Finally 10 years after  Orhan Pamuk, Turkish Nobel Laureate  started writing the story of Kemal and Füsun, the museum, which bears the same name as the book, opened. Right after its opening, a symposium focusing on  the book, the museum and the interaction between the museum and the book was held at Mimar Sinan University, Fine Arts Academy. The symposium  hosted the contributors to the project, who shared their experience and the process itself with us. Also, as would be expected, writers, academics including historians and psychiatrists dissected the characters and the venues that the story takes place into pieces. Too much analysis,  and  too many theories, I believe, spoil all the pleasure one could get from the world of fiction. So the artists were there with the heart -and teethy smiles- and the writers with the mind.  As the last guest, Orhan Pamuk introduced his museum and the museum catalogue he recently released, which is far from  an ordinary museum  catalogue- I would call it a book in its own right actually. He was unable to disguise how excited he was. A child-like joy colored his face while he was talking about how the project proceeded. And anger when he was asked lousy questions. It is touching to witness people pursuing their passion so fiercely.

 

A book with fictional characters, a museum- a house, where these fictional characters ‘supposedly’ lived once upon a time and a museum catalogue, which offers more insight into the life of our fictional characters through their belongings displayed in 83 cabinets. What is next?

 

THE WRITER AS AN ARTIST
When you realize how much they have attended to tiny details, and get to see the whole picture, there emerges an artist right in front of you. An artist of the 21st century. An artist that balances the word with the image. You cannot help but appreciate the enormous effort that went into the project. During the symposium, I recalled another Turkish artist, Balkan Naci Islimyeli. A great Turkish artist, who I had the honour to work with for two years, during when I learnt what it means to be a true artist. Someone who is not confined by any genres. Someone who could create with anything at hand. Someone who dares when others fall silent. So I watched him telling us how his project came alive. Whether he was rearranging the lipstick traces on over 400 cigarette butts, or  experimenting with the music in the installments or  designing the earrings of his fictional character, Füsun, no matter what, he is an artist in his own right.  From the book to the museum, and then to the catalogue you wander in Pamuk’s mind only to be ever more dazzled by the world he unveils. A book with fictional characters, a museum- a house, where these fictional characters ‘supposedly’ lived once upon a time and a museum catalogue, which offers more insight into the life of our fictional characters through their belongings displayed in 83 cabinets. What is next?
######
-- PROBLEM SET --
- A) Please count the lines in the entries that contain the string "eyebrow" and give only that number.
- B) Continue the essay on Orhan Pamuk's museum from the point where it stops.
The essay on Orhan Pamuk's museum and the entries after it are unrelated material.

-- AVAILABLE DATA --
######
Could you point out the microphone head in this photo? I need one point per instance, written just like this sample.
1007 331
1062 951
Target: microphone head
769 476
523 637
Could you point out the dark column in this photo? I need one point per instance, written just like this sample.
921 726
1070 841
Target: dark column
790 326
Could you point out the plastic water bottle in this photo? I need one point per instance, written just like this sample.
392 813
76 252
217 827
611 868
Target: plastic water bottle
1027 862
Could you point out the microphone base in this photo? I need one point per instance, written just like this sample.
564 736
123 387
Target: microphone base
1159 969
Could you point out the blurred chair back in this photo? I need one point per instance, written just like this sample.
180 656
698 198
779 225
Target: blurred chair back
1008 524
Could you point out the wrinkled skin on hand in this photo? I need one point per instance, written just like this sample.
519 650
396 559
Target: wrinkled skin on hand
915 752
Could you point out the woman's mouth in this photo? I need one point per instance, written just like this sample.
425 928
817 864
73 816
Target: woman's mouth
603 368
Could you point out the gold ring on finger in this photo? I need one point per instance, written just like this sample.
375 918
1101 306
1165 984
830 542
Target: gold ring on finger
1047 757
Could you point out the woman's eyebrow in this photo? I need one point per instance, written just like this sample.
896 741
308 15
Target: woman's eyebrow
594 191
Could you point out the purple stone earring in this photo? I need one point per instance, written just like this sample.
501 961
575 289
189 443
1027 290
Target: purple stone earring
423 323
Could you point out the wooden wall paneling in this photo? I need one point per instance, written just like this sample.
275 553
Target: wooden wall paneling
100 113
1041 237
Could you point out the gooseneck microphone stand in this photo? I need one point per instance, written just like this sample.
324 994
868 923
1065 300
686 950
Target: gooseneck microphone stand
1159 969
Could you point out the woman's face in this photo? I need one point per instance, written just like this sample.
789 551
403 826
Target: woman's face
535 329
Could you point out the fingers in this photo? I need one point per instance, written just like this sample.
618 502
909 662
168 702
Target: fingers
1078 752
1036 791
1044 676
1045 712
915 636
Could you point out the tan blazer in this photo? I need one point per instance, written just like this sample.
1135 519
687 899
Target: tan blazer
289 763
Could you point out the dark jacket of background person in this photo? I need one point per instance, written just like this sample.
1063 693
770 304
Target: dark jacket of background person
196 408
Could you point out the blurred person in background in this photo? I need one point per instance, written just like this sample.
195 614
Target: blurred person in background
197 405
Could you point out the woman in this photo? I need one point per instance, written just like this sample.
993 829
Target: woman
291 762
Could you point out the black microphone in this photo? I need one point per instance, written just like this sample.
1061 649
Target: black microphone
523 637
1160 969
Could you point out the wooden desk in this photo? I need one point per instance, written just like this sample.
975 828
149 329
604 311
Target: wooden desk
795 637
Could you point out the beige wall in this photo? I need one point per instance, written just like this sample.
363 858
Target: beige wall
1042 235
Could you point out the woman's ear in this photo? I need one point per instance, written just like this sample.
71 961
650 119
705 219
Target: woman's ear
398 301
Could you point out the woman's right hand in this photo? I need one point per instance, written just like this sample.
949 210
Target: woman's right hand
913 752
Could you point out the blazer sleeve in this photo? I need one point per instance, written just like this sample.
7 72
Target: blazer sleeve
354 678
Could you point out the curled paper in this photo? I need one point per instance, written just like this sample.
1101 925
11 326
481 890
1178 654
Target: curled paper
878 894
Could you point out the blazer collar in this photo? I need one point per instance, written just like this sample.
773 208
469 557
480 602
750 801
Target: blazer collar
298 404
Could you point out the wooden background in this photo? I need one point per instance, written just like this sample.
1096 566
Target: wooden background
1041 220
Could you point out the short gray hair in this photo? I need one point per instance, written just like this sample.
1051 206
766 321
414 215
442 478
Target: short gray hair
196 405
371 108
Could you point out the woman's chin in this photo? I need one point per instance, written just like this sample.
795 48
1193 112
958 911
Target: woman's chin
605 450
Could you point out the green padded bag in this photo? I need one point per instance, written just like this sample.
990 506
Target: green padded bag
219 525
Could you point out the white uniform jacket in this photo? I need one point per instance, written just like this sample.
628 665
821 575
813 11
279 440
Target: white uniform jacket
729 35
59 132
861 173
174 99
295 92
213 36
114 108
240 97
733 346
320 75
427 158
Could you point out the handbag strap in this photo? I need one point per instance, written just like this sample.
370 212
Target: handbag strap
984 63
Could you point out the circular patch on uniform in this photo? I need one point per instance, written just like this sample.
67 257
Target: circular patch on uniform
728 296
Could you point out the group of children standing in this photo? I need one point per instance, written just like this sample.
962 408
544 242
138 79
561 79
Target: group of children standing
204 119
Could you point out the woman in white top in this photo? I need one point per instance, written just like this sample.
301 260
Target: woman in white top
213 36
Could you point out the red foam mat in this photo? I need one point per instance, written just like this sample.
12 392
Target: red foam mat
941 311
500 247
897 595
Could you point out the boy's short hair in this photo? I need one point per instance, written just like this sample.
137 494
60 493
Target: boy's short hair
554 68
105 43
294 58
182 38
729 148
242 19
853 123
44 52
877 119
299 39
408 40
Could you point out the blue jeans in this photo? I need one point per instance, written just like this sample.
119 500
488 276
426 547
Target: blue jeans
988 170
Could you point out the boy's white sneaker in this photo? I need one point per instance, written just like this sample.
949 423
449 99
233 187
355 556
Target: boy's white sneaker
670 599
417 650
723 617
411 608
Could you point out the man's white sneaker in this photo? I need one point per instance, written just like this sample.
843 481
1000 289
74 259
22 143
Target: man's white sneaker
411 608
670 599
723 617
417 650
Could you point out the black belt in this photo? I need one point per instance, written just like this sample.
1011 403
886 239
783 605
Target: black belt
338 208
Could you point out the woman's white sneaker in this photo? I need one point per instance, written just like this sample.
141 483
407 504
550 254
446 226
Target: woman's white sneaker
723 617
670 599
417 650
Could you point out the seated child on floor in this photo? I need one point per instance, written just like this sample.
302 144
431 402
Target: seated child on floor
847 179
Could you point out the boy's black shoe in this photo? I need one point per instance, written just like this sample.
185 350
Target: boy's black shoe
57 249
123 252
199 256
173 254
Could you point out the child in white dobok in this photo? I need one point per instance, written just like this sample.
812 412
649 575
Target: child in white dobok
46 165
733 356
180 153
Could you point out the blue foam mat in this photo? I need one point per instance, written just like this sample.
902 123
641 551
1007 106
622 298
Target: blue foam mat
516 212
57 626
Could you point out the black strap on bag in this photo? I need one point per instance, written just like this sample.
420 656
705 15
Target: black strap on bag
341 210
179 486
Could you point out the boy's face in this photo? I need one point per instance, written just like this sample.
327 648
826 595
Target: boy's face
######
-- ANSWER SET --
- A) 2

- B)
 

THE MUSEUM OF INNOCENCE: THE BOOK & THE MUSEUM
The museum, dedicated to the love of his fictional characters, Kemal and Füsun of his book called the Museum of Innocence, actually serves as a contemporary Istanbul Museum, which the city lacks though standing still for more than 2,500 years. The characters flee  the fictional sphere and with the three-story house and all their belongings came alive and carve a place for themselves in the real world.

The boy and the girl meets in my neighborhood in the year I was born. He lives just a few hundred meters from where I live. When I have a look at the collection in the museum, the silverware used for the meals, the hot water bottle, the pictures of the neighborhood in the late 70s, pots used for cooking, matchboxes or whatever you name it, my mind says “They must have lived here among us. They cannot be fictional.” This is the strength and the magic of post-modernism; there is no clear-cut line between the reality and the fictional. Welcome to the world of Pamuk!  Before you visit the museum, try to find the time to read the book, which I would call it a tribute to Marquez’s Love in the Time of Cholera. Kemal reminds me so much of Florentino whereas Füsun of Fermina in Marquez’ book. Füsun is so silent, so invisible and so evasive though Kemal is so possessed with him.

 

A good insight into Turkish mentality on love, sex, and honour; social classes; westernization process of the Republic; the concept of museum as a way of collecting, categorizing and displaying objects.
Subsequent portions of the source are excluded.